* Dataset records:

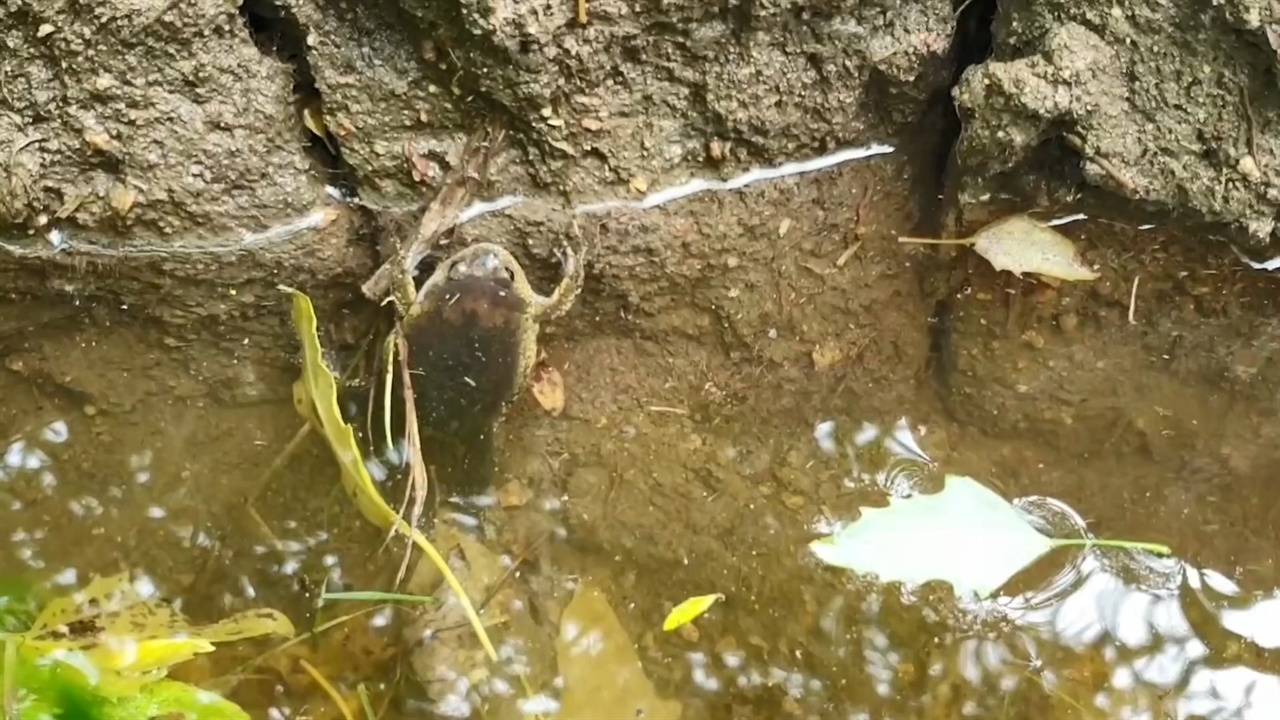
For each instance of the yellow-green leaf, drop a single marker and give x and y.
(690, 610)
(315, 395)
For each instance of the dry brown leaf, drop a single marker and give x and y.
(826, 355)
(1020, 244)
(549, 390)
(515, 495)
(122, 197)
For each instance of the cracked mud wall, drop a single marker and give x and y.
(144, 127)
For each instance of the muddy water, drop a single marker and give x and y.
(685, 463)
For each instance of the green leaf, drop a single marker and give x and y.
(169, 698)
(964, 534)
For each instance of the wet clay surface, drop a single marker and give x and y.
(684, 463)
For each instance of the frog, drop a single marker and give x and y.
(472, 345)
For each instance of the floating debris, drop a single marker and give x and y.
(1020, 244)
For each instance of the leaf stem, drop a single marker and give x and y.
(937, 241)
(1155, 547)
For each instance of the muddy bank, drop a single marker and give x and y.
(1173, 105)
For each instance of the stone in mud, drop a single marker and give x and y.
(472, 343)
(1178, 100)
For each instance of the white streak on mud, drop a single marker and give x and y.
(62, 242)
(485, 206)
(1272, 264)
(288, 229)
(691, 187)
(741, 181)
(1066, 219)
(318, 218)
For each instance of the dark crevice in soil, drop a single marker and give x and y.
(933, 136)
(278, 33)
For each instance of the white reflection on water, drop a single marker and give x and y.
(1125, 605)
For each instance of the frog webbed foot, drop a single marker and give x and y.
(570, 286)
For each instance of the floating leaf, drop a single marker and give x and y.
(376, 596)
(548, 388)
(965, 536)
(1020, 244)
(118, 632)
(168, 698)
(315, 395)
(690, 610)
(597, 659)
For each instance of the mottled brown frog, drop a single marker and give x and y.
(472, 338)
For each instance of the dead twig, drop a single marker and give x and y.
(416, 465)
(1102, 163)
(1133, 300)
(439, 217)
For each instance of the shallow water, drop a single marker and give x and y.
(682, 469)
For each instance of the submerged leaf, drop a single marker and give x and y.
(690, 610)
(548, 388)
(114, 629)
(1020, 244)
(597, 659)
(965, 536)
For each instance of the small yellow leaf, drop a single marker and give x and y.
(315, 395)
(690, 610)
(548, 388)
(118, 630)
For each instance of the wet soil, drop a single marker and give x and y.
(685, 463)
(147, 354)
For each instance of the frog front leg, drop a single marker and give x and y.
(574, 274)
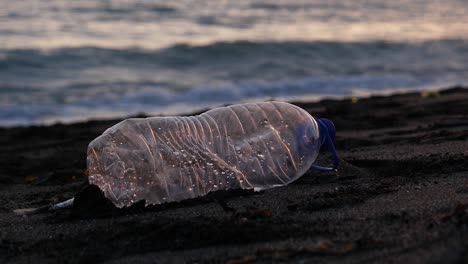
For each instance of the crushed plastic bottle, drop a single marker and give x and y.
(249, 146)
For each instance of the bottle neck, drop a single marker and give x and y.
(327, 133)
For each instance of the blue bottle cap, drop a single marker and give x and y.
(329, 125)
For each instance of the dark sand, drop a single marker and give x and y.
(401, 196)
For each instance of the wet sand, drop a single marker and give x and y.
(401, 196)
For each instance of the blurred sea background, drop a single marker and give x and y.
(63, 61)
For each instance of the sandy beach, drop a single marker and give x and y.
(400, 196)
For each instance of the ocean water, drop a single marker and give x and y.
(64, 61)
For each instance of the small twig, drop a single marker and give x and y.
(48, 208)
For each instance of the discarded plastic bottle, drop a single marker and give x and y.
(249, 146)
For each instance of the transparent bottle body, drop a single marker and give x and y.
(163, 159)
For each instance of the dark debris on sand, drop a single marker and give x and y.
(401, 196)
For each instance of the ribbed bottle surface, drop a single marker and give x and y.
(162, 159)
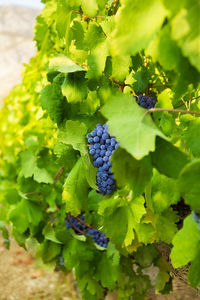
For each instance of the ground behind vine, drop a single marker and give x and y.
(20, 279)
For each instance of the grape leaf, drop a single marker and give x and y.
(185, 249)
(141, 80)
(78, 34)
(136, 135)
(89, 7)
(191, 137)
(53, 101)
(75, 192)
(63, 64)
(24, 213)
(164, 192)
(166, 225)
(120, 66)
(74, 87)
(131, 172)
(194, 272)
(97, 60)
(189, 184)
(29, 168)
(93, 37)
(168, 159)
(185, 30)
(74, 134)
(130, 39)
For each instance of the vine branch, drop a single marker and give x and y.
(172, 111)
(58, 174)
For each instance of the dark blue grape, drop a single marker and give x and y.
(95, 139)
(61, 260)
(102, 146)
(196, 218)
(146, 102)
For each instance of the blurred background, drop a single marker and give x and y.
(17, 18)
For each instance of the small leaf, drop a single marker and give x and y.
(63, 64)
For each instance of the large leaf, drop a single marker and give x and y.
(136, 25)
(185, 30)
(63, 64)
(134, 131)
(74, 134)
(131, 172)
(168, 159)
(74, 87)
(30, 168)
(185, 244)
(76, 189)
(189, 184)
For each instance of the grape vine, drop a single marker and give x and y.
(98, 199)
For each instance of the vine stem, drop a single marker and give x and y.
(171, 111)
(86, 16)
(76, 228)
(58, 174)
(31, 193)
(83, 222)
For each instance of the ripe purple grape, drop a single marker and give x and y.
(102, 145)
(146, 102)
(75, 223)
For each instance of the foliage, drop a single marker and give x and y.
(93, 58)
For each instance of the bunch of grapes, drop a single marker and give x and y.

* Written task:
Present all the records above as a single numbered list, skipping any blank lines and leaving out the pictures.

* Output of the task:
1. For each instance of the yellow-green leaf, drop a single marker and give x and y.
2. (690, 610)
3. (315, 395)
4. For each instance of the dry brown leaf, drop a single marker and give x and y.
5. (826, 355)
6. (1020, 244)
7. (549, 390)
8. (515, 495)
9. (122, 197)
10. For each instance of the cracked mud wall, drop a single marker and give x and y.
11. (144, 127)
12. For each instance of the muddy water, drop a single marker and give x and y.
13. (685, 463)
14. For each instance of the green leaf, drop a single marker and give x and y.
15. (169, 698)
16. (964, 534)
17. For each instance of the wet clay surface, drop a single marker and give x and y.
18. (684, 463)
19. For each instance of the frog, drop a single marker and give x and y.
20. (472, 345)
21. For each instance of the floating debris, drop a single marker and give x and y.
22. (1020, 244)
23. For each instance of the leaf stem, drop a single marker and give x and y.
24. (937, 241)
25. (1155, 547)
26. For each instance of the muddy bank, drop a single marker and give x and y.
27. (1173, 105)
28. For each instance of the stone in mud, drop a single marker and give x and y.
29. (472, 343)
30. (1178, 100)
31. For each instance of the white streak on mud, drop a single marker and give x and y.
32. (62, 242)
33. (485, 206)
34. (1272, 264)
35. (288, 229)
36. (691, 187)
37. (741, 181)
38. (1066, 219)
39. (318, 218)
40. For each instance of the dark crevice in soil, drop a single marker and give x and y.
41. (933, 136)
42. (278, 33)
43. For each instance of the white reflection on water, drop a single marker and give x and y.
44. (1125, 605)
45. For each instance of the frog webbed foot, drop a single marker and give x and y.
46. (570, 286)
47. For each instance of the floating leaf, drop a single marker and give x and y.
48. (376, 596)
49. (548, 388)
50. (965, 536)
51. (1020, 244)
52. (118, 632)
53. (168, 698)
54. (315, 395)
55. (690, 610)
56. (597, 659)
57. For each instance of the mottled brown frog, drop a single marker and give x and y.
58. (472, 338)
59. For each instance of the dead twig, drop a single marker and give x and y.
60. (416, 465)
61. (1102, 163)
62. (1133, 300)
63. (439, 217)
64. For each instance of the shallow water, drop a single marker and give x and y.
65. (682, 469)
66. For each instance of the submerged leaf, drop a single marker and give x and y.
67. (690, 610)
68. (548, 388)
69. (114, 629)
70. (1020, 244)
71. (597, 659)
72. (965, 536)
73. For each instance of the small yellow leaf, drop a single marker and give x and y.
74. (315, 395)
75. (690, 610)
76. (548, 388)
77. (118, 630)
78. For each instance of the wet soil, drop a single marker and give x and y.
79. (685, 463)
80. (147, 354)
81. For each instance of the frog front leg, drop a single marker and give x and y.
82. (574, 274)
83. For each instance of the crushed plastic bottle, drop a single marker and give x and y.
84. (249, 146)
85. For each instance of the bottle neck, drop a single marker and give x and y.
86. (327, 133)
87. For each instance of the blue bottle cap, drop a single marker and give x and y.
88. (329, 125)
89. For each instance of the dark sand, drop a single marker and give x and y.
90. (401, 196)
91. For each instance of the wet sand, drop a single marker and give x and y.
92. (401, 196)
93. For each instance of the blurred sea background, drop a single marker and give x and y.
94. (63, 61)
95. For each instance of the sandy beach, drop a single marker and give x and y.
96. (400, 196)
97. For each instance of the ocean water, drop a single marker and give x and y.
98. (64, 61)
99. For each instance of the small twig, drop a single marker and give x and y.
100. (48, 208)
101. For each instance of the discarded plastic bottle, drop a single marker and give x and y.
102. (249, 146)
103. For each instance of the transparent bottle body, drop a single marker and give x and y.
104. (163, 159)
105. For each instance of the dark debris on sand, drop a single marker and give x and y.
106. (401, 196)
107. For each instance of the ribbed bottle surface, drop a single marker and give x and y.
108. (162, 159)
109. For each instance of the ground behind vine, drop a single marker and give x and y.
110. (20, 279)
111. For each instance of the grape leaf, drop a single marker and give x and y.
112. (185, 249)
113. (141, 80)
114. (78, 34)
115. (136, 135)
116. (89, 7)
117. (191, 137)
118. (53, 101)
119. (75, 192)
120. (63, 64)
121. (24, 213)
122. (164, 192)
123. (166, 225)
124. (120, 66)
125. (74, 87)
126. (131, 172)
127. (194, 272)
128. (97, 60)
129. (189, 184)
130. (29, 168)
131. (93, 37)
132. (168, 159)
133. (185, 30)
134. (74, 134)
135. (130, 39)
136. For each instance of the vine branch, drop a single marker and give x and y.
137. (172, 111)
138. (58, 174)
139. For each instance of the dark blue grape, drop a single marker and give x and y.
140. (95, 139)
141. (61, 260)
142. (102, 146)
143. (196, 218)
144. (146, 102)
145. For each instance of the blurred background, drop a single marker and give x and y.
146. (17, 18)
147. For each instance of the small leaf, drop a single marker and give x and y.
148. (63, 64)
149. For each instance of the large leaf, drop a single marker and give x and y.
150. (136, 25)
151. (185, 30)
152. (63, 64)
153. (134, 131)
154. (74, 134)
155. (131, 172)
156. (168, 159)
157. (74, 87)
158. (30, 168)
159. (185, 244)
160. (76, 189)
161. (189, 184)
162. For each instance of the grape vine, drop a single marker and give x and y.
163. (98, 199)
164. For each instance of the vine stem, drop a single marker and give x and y.
165. (171, 111)
166. (86, 16)
167. (76, 228)
168. (58, 174)
169. (31, 193)
170. (83, 222)
171. For each instance of the ripe purple grape, drop a single marker and give x and y.
172. (102, 145)
173. (146, 102)
174. (75, 223)
175. For each instance of the foliage, drop a single marker and give x and y.
176. (93, 58)
177. For each instance of the bunch of grapes, drop a single marker and give x and y.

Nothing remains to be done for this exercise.